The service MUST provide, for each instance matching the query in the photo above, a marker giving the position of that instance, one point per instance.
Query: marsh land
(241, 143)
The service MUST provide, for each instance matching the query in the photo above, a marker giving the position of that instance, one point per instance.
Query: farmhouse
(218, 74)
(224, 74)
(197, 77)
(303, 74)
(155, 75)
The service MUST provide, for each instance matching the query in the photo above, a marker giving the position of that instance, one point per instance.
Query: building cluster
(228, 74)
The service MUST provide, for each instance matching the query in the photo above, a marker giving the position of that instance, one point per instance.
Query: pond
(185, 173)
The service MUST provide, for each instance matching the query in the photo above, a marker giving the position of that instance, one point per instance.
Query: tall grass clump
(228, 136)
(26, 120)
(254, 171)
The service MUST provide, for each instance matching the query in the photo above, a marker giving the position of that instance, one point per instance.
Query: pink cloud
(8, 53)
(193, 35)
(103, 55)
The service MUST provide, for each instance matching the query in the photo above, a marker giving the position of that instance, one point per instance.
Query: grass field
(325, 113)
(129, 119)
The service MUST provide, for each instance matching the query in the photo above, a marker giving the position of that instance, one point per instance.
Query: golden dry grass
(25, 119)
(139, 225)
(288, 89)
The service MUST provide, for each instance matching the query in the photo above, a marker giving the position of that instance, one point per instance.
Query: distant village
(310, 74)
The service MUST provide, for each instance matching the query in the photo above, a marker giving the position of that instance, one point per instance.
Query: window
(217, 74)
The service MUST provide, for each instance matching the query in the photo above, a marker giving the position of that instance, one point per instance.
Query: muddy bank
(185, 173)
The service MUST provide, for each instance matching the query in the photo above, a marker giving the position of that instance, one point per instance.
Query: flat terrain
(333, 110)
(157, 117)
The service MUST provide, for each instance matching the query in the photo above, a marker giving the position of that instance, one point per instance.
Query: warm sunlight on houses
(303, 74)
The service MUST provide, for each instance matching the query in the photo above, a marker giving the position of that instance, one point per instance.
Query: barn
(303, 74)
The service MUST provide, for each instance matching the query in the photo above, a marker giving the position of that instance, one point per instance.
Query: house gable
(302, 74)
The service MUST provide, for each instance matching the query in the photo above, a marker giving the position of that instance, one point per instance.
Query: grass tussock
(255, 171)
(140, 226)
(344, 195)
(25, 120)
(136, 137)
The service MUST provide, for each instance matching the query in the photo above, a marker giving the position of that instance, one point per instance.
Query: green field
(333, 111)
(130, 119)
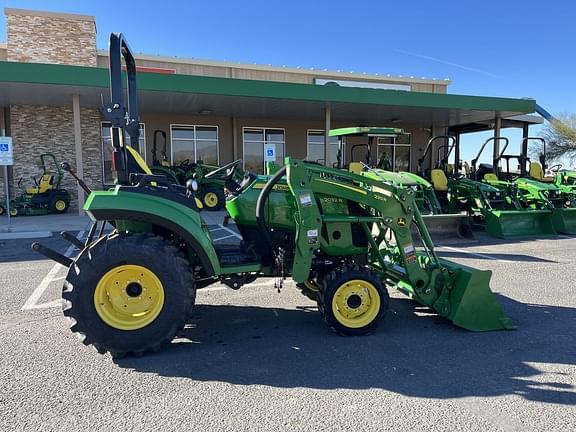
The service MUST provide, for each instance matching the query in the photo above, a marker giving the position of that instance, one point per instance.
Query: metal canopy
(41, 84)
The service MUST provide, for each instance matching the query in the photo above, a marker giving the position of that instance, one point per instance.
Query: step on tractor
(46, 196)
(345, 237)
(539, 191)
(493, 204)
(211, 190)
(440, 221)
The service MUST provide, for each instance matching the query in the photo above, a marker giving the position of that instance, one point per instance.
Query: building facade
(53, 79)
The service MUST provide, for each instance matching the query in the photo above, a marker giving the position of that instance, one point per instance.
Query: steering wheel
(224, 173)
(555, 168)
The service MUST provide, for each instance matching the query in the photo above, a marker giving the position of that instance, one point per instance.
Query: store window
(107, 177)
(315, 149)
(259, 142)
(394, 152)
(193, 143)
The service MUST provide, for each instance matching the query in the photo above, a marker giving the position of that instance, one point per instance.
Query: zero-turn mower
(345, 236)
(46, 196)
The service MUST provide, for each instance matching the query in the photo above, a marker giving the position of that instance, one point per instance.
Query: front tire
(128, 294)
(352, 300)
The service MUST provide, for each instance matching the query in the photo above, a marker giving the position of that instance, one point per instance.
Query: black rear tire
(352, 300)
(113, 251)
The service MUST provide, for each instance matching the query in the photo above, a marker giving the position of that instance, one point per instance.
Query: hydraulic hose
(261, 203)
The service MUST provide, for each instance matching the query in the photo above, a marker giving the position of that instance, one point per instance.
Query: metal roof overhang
○ ○ ○ ○ ○
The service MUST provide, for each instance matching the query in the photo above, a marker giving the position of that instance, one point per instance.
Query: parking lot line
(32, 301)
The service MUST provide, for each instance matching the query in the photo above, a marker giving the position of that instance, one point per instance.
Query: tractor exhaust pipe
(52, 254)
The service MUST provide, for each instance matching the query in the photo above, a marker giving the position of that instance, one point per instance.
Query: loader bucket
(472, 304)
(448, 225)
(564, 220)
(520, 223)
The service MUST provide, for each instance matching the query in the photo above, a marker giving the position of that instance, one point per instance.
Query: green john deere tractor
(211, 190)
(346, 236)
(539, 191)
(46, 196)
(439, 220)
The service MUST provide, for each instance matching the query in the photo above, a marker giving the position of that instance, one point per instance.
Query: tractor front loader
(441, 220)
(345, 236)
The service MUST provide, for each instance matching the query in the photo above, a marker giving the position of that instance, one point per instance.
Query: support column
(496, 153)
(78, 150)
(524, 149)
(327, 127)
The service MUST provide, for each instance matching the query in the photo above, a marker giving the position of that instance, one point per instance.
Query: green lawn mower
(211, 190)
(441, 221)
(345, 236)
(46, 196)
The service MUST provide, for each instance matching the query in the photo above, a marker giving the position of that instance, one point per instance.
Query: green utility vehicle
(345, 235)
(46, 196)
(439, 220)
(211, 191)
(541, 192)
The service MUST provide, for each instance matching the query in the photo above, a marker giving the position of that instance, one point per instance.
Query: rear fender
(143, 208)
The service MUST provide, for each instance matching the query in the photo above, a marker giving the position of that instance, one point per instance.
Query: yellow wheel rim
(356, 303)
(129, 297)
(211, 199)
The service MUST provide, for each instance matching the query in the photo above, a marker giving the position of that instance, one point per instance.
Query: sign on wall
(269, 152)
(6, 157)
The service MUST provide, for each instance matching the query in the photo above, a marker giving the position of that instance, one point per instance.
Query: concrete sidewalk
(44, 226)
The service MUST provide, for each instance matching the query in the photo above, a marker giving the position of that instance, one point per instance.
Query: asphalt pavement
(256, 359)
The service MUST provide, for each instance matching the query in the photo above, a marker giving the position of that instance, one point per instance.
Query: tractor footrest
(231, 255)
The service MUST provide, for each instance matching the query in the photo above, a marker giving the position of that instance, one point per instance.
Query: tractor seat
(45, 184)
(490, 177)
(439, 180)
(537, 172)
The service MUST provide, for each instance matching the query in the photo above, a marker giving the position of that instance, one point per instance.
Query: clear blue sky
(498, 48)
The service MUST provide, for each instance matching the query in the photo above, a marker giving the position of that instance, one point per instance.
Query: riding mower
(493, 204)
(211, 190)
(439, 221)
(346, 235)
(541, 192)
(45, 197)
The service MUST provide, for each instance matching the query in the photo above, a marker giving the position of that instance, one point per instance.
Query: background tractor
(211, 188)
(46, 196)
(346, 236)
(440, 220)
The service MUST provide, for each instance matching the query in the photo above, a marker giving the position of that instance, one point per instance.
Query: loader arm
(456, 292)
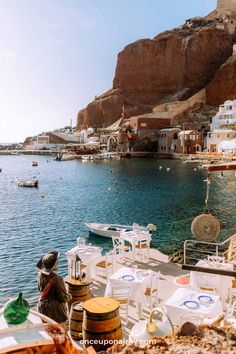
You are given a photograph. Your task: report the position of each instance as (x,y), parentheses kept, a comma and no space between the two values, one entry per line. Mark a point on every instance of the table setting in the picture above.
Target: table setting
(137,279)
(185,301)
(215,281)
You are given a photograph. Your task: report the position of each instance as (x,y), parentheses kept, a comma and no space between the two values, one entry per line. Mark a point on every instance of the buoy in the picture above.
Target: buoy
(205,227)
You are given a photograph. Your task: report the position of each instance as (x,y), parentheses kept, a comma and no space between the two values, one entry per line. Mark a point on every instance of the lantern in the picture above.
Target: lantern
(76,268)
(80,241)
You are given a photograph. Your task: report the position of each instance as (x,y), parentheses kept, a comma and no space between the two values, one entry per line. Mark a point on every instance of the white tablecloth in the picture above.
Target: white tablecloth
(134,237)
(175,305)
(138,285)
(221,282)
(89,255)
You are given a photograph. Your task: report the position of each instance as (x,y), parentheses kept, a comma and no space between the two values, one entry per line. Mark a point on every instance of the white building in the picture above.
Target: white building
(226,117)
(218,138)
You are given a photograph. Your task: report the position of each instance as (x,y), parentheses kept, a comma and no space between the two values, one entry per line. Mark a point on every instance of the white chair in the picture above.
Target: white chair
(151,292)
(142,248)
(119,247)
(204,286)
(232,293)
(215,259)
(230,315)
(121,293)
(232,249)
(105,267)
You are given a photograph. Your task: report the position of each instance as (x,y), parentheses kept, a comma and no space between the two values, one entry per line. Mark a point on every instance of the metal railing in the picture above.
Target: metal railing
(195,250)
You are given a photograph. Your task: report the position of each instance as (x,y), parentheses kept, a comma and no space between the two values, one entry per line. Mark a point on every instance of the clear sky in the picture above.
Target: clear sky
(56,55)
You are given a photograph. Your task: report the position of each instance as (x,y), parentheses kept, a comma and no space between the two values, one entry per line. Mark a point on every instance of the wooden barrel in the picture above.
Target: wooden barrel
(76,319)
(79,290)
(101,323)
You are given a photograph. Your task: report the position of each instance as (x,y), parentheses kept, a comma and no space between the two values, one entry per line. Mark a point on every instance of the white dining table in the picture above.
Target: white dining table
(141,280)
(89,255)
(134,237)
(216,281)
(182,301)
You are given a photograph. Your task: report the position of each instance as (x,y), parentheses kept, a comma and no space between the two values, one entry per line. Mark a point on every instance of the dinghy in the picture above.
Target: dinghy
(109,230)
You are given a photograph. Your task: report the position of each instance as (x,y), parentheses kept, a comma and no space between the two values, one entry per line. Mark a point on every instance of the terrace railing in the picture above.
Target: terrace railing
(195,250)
○ ○ ○ ○ ○
Would you copy, unchanged, the stretch of the records above that begins at the line containing "Target: wooden barrel" and ends at the line containing "table in the picture above.", and only that?

Target: wooden barrel
(76,319)
(79,290)
(101,323)
You are given a photograph. Your task: report the position of each instance as (x,y), parentheses kept, a comma and no space between the two values, one entry per line. Mark a point on every instance of the white dining table in the picture above.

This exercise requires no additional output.